• [WHAT IS EXPECTED]: Could you give back everything from the line containing "Isolate the sailboat from this picture." down to the line containing "[544,292,800,361]", substituting "Cut out" for "Isolate" and leaving all else unchanged?

• [INPUT DATA]:
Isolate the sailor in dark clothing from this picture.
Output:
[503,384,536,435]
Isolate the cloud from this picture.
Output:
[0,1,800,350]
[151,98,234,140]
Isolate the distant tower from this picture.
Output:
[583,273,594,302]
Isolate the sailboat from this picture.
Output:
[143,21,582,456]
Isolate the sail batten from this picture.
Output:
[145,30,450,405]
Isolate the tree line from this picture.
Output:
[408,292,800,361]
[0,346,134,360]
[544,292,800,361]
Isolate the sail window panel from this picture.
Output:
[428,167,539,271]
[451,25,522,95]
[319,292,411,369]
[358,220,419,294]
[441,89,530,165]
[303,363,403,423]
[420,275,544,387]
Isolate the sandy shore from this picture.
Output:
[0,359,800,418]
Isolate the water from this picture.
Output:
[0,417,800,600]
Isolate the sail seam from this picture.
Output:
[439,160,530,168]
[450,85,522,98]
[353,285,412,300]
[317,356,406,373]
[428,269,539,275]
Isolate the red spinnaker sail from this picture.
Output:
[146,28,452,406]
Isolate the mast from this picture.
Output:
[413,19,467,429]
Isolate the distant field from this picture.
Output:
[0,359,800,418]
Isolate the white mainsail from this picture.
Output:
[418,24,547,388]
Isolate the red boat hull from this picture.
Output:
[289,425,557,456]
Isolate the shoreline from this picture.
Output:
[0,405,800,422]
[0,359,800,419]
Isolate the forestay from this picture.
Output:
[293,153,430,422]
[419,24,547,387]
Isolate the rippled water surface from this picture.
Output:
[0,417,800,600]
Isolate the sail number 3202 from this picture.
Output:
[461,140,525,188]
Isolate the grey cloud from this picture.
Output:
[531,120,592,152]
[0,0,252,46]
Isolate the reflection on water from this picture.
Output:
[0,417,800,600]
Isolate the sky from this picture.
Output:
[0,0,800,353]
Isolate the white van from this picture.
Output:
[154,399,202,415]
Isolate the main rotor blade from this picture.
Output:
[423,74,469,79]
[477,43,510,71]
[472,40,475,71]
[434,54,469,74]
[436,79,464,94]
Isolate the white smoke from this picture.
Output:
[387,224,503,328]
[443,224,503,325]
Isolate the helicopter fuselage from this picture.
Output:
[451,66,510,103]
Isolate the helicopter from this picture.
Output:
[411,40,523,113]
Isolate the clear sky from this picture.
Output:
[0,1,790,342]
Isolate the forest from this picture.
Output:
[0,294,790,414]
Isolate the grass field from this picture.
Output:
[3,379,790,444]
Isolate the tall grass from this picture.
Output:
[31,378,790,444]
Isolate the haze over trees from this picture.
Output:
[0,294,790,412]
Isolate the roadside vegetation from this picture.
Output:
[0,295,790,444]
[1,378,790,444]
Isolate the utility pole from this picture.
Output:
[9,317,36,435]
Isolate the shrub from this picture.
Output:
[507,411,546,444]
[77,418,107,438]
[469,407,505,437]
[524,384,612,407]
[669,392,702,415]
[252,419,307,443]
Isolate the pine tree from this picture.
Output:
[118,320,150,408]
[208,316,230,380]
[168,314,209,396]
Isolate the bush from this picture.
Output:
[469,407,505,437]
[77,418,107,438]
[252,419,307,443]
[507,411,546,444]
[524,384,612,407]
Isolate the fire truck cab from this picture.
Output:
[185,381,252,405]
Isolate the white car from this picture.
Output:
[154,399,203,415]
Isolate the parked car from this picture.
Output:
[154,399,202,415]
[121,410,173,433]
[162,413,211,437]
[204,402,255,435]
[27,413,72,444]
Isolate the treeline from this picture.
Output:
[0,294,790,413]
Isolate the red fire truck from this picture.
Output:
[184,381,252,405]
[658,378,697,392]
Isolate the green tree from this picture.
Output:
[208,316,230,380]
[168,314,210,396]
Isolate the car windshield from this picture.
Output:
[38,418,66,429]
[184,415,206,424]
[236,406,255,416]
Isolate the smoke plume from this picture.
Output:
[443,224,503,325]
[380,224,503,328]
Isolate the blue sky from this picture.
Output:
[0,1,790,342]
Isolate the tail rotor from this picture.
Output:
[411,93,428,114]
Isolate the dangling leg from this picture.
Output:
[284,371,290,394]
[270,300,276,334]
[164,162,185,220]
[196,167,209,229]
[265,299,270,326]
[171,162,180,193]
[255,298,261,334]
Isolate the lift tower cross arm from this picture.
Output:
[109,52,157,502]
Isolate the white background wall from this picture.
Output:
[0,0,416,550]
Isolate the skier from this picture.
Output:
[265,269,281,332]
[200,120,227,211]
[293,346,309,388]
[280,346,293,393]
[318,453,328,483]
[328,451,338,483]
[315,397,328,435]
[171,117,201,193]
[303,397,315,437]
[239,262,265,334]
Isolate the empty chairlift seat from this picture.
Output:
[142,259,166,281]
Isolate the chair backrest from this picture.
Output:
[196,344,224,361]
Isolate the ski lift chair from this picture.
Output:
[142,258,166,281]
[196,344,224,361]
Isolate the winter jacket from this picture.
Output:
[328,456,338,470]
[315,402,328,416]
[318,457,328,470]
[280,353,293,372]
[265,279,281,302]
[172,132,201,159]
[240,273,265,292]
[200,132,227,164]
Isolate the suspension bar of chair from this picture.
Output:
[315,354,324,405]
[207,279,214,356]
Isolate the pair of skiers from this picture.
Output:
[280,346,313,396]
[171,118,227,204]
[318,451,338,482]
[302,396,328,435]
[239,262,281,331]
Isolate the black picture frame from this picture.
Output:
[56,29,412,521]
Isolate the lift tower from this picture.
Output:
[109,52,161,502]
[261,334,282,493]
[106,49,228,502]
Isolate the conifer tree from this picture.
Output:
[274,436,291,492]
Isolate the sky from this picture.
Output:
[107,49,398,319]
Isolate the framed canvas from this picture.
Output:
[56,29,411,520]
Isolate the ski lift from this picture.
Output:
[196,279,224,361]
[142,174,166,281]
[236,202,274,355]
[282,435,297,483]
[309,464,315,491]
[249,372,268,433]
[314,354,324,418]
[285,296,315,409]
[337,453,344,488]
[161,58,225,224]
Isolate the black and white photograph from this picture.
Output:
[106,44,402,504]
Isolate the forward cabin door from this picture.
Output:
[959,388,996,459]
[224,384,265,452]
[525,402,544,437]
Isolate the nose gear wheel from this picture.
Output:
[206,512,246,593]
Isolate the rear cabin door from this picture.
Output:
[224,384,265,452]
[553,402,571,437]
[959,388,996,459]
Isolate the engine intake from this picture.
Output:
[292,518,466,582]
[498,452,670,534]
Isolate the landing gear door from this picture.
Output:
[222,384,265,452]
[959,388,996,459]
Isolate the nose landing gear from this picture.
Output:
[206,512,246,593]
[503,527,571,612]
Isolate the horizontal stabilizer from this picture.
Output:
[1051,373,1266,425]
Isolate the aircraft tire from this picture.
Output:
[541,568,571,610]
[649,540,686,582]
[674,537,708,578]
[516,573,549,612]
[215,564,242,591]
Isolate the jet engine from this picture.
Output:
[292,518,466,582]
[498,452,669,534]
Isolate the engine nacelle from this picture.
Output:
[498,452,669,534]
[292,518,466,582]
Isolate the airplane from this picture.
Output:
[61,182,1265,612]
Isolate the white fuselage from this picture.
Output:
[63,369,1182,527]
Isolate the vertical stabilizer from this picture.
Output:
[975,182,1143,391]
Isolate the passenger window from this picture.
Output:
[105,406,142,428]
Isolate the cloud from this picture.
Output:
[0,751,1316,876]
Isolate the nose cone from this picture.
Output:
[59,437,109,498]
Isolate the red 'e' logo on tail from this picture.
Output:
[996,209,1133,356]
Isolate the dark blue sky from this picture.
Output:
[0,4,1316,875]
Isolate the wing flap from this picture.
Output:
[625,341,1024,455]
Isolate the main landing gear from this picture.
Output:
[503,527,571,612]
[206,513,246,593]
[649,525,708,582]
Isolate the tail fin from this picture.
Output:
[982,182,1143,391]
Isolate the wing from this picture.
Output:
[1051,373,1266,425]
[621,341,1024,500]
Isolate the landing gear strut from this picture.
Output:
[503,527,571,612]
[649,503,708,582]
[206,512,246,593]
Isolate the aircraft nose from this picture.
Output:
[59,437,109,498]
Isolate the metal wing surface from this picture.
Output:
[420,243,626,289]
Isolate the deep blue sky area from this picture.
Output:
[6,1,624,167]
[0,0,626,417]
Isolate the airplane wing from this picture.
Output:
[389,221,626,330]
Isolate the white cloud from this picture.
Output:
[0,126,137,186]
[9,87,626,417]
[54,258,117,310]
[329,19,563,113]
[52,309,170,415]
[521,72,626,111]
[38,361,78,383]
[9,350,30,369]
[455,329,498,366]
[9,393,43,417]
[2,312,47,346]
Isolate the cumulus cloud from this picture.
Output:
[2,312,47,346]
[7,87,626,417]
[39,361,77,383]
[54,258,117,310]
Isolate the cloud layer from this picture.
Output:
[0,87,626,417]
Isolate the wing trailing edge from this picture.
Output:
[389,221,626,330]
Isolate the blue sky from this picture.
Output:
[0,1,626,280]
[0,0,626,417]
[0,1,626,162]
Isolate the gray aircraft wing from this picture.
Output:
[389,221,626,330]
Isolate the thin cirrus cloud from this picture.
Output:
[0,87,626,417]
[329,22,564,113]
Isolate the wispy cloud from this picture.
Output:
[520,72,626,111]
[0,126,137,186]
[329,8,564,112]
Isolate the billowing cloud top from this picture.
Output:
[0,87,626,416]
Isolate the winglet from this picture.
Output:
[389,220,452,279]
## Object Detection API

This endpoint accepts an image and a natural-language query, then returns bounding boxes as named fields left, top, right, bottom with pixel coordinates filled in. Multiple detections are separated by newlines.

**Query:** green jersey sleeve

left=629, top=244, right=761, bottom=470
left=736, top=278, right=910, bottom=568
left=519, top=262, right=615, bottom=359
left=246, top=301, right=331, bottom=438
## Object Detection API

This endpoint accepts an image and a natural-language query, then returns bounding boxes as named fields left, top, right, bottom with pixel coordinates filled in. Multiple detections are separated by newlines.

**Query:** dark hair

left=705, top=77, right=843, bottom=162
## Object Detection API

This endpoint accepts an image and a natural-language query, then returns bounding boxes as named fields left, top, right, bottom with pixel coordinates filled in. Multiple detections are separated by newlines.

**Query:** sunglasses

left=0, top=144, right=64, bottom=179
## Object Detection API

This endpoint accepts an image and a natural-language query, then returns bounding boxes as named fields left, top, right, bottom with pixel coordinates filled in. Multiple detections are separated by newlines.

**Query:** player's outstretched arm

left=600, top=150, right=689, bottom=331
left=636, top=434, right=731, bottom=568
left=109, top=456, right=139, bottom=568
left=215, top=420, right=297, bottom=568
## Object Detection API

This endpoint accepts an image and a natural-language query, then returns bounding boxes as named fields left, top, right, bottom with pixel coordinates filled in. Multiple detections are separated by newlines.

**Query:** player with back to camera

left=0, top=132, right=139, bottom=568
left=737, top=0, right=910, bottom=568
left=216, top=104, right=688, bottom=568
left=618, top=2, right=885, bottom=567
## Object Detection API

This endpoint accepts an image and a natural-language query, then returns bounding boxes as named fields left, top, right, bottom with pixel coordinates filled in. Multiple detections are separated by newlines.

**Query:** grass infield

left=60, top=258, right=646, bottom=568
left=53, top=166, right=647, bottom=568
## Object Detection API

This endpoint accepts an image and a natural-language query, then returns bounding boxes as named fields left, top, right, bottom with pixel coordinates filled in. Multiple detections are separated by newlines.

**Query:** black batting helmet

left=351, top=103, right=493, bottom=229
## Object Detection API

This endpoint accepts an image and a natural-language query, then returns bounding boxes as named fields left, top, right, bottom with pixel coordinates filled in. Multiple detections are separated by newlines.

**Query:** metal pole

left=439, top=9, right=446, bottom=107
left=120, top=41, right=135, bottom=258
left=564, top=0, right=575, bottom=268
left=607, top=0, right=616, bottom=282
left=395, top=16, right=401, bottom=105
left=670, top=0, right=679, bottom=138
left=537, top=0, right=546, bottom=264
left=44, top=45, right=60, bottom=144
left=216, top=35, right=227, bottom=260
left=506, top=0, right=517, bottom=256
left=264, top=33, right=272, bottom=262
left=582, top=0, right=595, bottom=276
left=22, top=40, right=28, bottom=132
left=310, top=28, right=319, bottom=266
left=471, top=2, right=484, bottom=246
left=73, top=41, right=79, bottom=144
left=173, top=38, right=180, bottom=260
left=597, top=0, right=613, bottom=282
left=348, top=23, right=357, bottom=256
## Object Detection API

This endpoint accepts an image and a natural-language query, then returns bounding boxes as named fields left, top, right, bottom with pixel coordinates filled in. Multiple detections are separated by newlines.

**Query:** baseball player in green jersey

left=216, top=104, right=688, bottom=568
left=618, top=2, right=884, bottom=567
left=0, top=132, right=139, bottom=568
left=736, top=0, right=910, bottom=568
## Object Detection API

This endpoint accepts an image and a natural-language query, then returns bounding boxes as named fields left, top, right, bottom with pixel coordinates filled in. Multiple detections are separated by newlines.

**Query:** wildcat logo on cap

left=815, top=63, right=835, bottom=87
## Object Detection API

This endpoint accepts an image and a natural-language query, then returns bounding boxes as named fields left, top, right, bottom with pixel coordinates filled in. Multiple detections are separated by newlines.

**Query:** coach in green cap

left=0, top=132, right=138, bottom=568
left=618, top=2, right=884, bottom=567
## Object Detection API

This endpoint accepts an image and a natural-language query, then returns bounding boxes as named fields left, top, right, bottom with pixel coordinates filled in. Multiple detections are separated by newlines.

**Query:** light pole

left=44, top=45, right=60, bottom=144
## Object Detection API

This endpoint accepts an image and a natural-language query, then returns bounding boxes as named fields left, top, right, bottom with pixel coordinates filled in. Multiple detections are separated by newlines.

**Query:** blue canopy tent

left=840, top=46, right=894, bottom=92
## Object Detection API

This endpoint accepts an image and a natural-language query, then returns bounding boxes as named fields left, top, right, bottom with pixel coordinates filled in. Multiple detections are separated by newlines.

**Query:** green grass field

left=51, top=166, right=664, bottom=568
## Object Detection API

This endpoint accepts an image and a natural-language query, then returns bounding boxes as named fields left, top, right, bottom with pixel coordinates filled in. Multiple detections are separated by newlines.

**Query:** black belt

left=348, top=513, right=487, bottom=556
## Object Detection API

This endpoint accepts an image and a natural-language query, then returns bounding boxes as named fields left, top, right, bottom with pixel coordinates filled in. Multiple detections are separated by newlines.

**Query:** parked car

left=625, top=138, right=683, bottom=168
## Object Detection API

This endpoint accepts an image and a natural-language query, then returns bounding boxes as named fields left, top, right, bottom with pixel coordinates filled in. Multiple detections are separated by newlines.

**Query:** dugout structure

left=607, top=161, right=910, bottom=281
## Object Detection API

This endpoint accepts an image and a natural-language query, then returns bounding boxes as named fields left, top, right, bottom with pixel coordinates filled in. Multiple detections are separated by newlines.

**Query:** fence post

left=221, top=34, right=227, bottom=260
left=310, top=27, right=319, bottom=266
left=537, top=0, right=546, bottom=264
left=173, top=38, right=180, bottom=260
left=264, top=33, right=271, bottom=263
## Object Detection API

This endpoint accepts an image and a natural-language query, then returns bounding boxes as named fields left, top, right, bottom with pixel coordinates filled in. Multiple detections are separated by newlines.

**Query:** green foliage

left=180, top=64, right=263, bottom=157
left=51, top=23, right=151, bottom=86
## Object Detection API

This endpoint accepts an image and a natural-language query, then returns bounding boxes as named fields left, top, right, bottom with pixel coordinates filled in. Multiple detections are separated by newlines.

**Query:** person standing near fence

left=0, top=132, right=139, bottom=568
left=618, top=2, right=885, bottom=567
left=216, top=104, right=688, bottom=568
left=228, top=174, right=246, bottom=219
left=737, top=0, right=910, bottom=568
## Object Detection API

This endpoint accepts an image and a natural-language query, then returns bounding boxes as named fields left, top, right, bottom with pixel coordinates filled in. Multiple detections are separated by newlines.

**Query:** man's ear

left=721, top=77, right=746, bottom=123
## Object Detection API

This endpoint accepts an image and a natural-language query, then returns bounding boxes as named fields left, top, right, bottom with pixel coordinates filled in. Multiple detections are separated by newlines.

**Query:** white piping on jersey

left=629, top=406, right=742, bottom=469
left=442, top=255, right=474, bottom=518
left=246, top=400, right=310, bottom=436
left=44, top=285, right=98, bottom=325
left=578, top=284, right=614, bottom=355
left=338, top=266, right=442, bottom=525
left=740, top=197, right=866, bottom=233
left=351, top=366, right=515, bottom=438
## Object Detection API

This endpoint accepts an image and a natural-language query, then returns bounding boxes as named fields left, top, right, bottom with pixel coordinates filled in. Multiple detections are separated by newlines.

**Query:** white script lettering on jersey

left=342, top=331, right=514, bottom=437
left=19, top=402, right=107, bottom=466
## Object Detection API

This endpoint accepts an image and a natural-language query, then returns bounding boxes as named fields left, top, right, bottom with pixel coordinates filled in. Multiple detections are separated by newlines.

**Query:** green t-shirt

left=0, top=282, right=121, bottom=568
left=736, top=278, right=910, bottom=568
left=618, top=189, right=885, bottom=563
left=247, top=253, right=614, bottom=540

• [RESPONSE TO THE TASK]:
Cut out the sailboat from this picture.
Output:
[143,21,582,456]
Cut out the sail batten from this picture.
Output:
[145,30,450,405]
Cut out the tree line from this picture.
Output:
[408,292,800,361]
[0,346,134,360]
[544,292,800,361]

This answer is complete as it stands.